Dettagli dell'esercizio: Trasformi tutte le righe dei dati seguenti in una tabella Markdown con le colonne «N.» e «Testo», in cui ogni riga riporti il numero progressivo e il testo della riga corrispondente. Escluda le righe vuote.

Dati in ingresso:
>>>>>

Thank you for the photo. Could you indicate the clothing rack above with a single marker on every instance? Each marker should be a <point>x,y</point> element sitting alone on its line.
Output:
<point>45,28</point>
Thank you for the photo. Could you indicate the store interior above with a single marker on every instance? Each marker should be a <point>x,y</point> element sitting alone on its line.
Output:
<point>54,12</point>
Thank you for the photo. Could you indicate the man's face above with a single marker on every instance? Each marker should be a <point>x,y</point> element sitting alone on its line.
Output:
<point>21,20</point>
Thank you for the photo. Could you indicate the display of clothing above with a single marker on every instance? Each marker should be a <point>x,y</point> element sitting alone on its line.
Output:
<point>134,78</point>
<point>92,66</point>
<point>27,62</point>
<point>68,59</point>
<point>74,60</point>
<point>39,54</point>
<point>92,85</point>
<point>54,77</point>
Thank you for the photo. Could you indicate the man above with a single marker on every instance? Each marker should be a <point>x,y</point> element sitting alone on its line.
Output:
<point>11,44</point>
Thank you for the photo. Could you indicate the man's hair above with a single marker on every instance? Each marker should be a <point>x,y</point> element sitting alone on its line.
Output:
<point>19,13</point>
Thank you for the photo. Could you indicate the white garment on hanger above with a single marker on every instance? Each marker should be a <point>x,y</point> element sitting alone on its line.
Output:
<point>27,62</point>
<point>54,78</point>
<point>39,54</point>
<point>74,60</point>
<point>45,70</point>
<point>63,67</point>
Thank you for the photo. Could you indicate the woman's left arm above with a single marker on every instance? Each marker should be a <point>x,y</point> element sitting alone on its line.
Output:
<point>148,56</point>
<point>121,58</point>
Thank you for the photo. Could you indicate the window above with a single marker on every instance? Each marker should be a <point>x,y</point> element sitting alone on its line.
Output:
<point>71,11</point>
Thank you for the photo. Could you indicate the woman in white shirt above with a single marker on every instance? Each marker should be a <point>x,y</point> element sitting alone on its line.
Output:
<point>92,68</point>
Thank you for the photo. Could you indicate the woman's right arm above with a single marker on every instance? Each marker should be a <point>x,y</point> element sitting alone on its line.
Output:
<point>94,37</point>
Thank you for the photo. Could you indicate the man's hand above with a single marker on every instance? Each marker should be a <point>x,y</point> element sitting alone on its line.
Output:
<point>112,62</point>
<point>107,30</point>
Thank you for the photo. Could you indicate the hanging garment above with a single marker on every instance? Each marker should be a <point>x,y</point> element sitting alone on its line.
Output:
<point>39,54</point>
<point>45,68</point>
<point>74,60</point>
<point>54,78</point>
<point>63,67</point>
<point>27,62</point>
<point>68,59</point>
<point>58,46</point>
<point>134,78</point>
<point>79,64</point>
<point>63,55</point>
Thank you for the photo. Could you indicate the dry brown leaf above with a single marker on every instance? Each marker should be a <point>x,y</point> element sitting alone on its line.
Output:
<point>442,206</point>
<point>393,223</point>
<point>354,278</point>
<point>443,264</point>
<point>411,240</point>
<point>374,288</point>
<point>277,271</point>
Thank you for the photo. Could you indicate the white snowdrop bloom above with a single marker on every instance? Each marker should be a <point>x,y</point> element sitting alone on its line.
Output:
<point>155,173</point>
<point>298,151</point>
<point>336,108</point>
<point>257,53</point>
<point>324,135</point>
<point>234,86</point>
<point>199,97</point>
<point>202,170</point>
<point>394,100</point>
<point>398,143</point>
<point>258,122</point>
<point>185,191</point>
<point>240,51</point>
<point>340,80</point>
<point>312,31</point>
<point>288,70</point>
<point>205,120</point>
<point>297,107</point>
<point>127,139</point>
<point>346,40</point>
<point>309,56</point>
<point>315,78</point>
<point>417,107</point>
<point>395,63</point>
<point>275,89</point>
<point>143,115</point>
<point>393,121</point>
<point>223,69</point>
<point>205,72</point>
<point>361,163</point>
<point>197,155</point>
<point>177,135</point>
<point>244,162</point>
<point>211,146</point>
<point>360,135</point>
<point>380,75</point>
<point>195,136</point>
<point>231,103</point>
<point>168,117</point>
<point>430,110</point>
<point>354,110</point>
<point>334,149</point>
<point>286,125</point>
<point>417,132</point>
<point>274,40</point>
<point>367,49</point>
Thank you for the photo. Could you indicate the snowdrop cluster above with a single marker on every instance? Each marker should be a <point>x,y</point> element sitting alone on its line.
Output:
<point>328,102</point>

<<<<<

Risultato corretto:
| N. | Testo |
|---|---|
| 1 | Thank you for the photo. Could you indicate the clothing rack above with a single marker on every instance? Each marker should be a <point>x,y</point> element sitting alone on its line. |
| 2 | Output: |
| 3 | <point>45,28</point> |
| 4 | Thank you for the photo. Could you indicate the store interior above with a single marker on every instance? Each marker should be a <point>x,y</point> element sitting alone on its line. |
| 5 | Output: |
| 6 | <point>54,12</point> |
| 7 | Thank you for the photo. Could you indicate the man's face above with a single marker on every instance? Each marker should be a <point>x,y</point> element sitting alone on its line. |
| 8 | Output: |
| 9 | <point>21,20</point> |
| 10 | Thank you for the photo. Could you indicate the display of clothing above with a single marker on every instance? Each marker should be a <point>x,y</point> element sitting alone on its line. |
| 11 | Output: |
| 12 | <point>134,78</point> |
| 13 | <point>92,66</point> |
| 14 | <point>27,62</point> |
| 15 | <point>68,59</point> |
| 16 | <point>74,60</point> |
| 17 | <point>39,54</point> |
| 18 | <point>92,85</point> |
| 19 | <point>54,77</point> |
| 20 | Thank you for the photo. Could you indicate the man above with a single marker on every instance? Each marker should be a <point>x,y</point> element sitting alone on its line. |
| 21 | Output: |
| 22 | <point>11,44</point> |
| 23 | Thank you for the photo. Could you indicate the man's hair above with a single marker on every instance? Each marker should be a <point>x,y</point> element sitting alone on its line. |
| 24 | Output: |
| 25 | <point>19,13</point> |
| 26 | Thank you for the photo. Could you indicate the white garment on hanger above with a single marker on every instance? Each marker should be a <point>x,y</point> element sitting alone on its line. |
| 27 | Output: |
| 28 | <point>27,62</point> |
| 29 | <point>54,78</point> |
| 30 | <point>39,54</point> |
| 31 | <point>74,60</point> |
| 32 | <point>45,70</point> |
| 33 | <point>63,67</point> |
| 34 | Thank you for the photo. Could you indicate the woman's left arm above with a single marker on every instance? Each marker should be a <point>x,y</point> element sitting alone on its line. |
| 35 | Output: |
| 36 | <point>148,56</point> |
| 37 | <point>121,58</point> |
| 38 | Thank you for the photo. Could you indicate the window above with a single marker on every instance? Each marker should be a <point>x,y</point> element sitting alone on its line. |
| 39 | Output: |
| 40 | <point>71,11</point> |
| 41 | Thank you for the photo. Could you indicate the woman in white shirt above with a single marker on every instance? Each marker should be a <point>x,y</point> element sitting alone on its line. |
| 42 | Output: |
| 43 | <point>92,68</point> |
| 44 | Thank you for the photo. Could you indicate the woman's right arm above with a single marker on every instance? Each marker should be a <point>x,y</point> element sitting alone on its line. |
| 45 | Output: |
| 46 | <point>94,37</point> |
| 47 | Thank you for the photo. Could you indicate the man's hand above with a single marker on every instance? Each marker should be a <point>x,y</point> element sitting alone on its line. |
| 48 | Output: |
| 49 | <point>112,62</point> |
| 50 | <point>107,30</point> |
| 51 | Thank you for the photo. Could you indicate the hanging garment above with a single marker on every instance? Each marker should be a <point>x,y</point> element sitting alone on its line. |
| 52 | Output: |
| 53 | <point>39,54</point> |
| 54 | <point>45,68</point> |
| 55 | <point>74,60</point> |
| 56 | <point>54,78</point> |
| 57 | <point>63,67</point> |
| 58 | <point>27,62</point> |
| 59 | <point>68,59</point> |
| 60 | <point>58,46</point> |
| 61 | <point>134,78</point> |
| 62 | <point>79,64</point> |
| 63 | <point>63,55</point> |
| 64 | Thank you for the photo. Could you indicate the dry brown leaf above with a single marker on every instance? Each marker should be a <point>x,y</point> element sitting alone on its line. |
| 65 | Output: |
| 66 | <point>442,206</point> |
| 67 | <point>393,223</point> |
| 68 | <point>354,278</point> |
| 69 | <point>443,264</point> |
| 70 | <point>411,240</point> |
| 71 | <point>374,288</point> |
| 72 | <point>277,271</point> |
| 73 | Thank you for the photo. Could you indicate the white snowdrop bloom above with a single marker on every instance? Each marker should be a <point>x,y</point> element sitting alone on its line. |
| 74 | Output: |
| 75 | <point>155,173</point> |
| 76 | <point>298,151</point> |
| 77 | <point>336,108</point> |
| 78 | <point>257,53</point> |
| 79 | <point>324,135</point> |
| 80 | <point>234,86</point> |
| 81 | <point>199,97</point> |
| 82 | <point>202,170</point> |
| 83 | <point>394,100</point> |
| 84 | <point>398,143</point> |
| 85 | <point>258,122</point> |
| 86 | <point>185,191</point> |
| 87 | <point>240,51</point> |
| 88 | <point>340,80</point> |
| 89 | <point>312,31</point> |
| 90 | <point>288,70</point> |
| 91 | <point>205,120</point> |
| 92 | <point>297,107</point> |
| 93 | <point>127,139</point> |
| 94 | <point>346,40</point> |
| 95 | <point>309,56</point> |
| 96 | <point>315,78</point> |
| 97 | <point>417,107</point> |
| 98 | <point>395,63</point> |
| 99 | <point>275,89</point> |
| 100 | <point>143,115</point> |
| 101 | <point>393,121</point> |
| 102 | <point>223,69</point> |
| 103 | <point>205,72</point> |
| 104 | <point>361,163</point> |
| 105 | <point>197,155</point> |
| 106 | <point>177,135</point> |
| 107 | <point>244,162</point> |
| 108 | <point>211,146</point> |
| 109 | <point>360,135</point> |
| 110 | <point>380,75</point> |
| 111 | <point>195,136</point> |
| 112 | <point>231,103</point> |
| 113 | <point>168,117</point> |
| 114 | <point>430,110</point> |
| 115 | <point>354,110</point> |
| 116 | <point>334,149</point> |
| 117 | <point>286,125</point> |
| 118 | <point>417,132</point> |
| 119 | <point>274,40</point> |
| 120 | <point>367,49</point> |
| 121 | Thank you for the photo. Could you indicate the snowdrop cluster above with a single marker on every instance? Each marker should be a <point>x,y</point> element sitting alone on its line. |
| 122 | Output: |
| 123 | <point>328,102</point> |